- _DO THIS_
Copy out every line of the entries below word for word, leaving the pictures out of your answer.

## Start DATA FOR THIS EXERCISE

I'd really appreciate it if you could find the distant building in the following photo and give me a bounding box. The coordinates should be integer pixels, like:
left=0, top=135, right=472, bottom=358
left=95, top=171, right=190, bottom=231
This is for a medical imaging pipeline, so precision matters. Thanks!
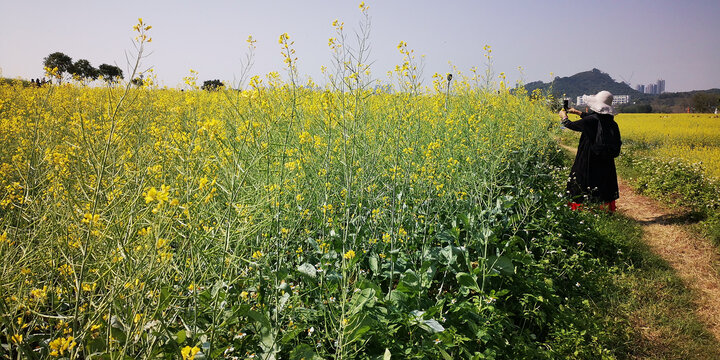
left=657, top=79, right=665, bottom=94
left=613, top=95, right=630, bottom=105
left=575, top=95, right=630, bottom=106
left=635, top=79, right=665, bottom=95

## End DATA FOR THIS EXERCISE

- _ANSWER BELOW_
I'd really appreciate it if you could find the distant building in the following photo and give me a bounding box. The coordinates should be integer pixels, like:
left=0, top=135, right=472, bottom=358
left=95, top=171, right=190, bottom=231
This is for a medical imaging pipeline, so precision matters. Thanks!
left=657, top=79, right=665, bottom=94
left=613, top=95, right=630, bottom=105
left=575, top=95, right=630, bottom=106
left=635, top=79, right=665, bottom=95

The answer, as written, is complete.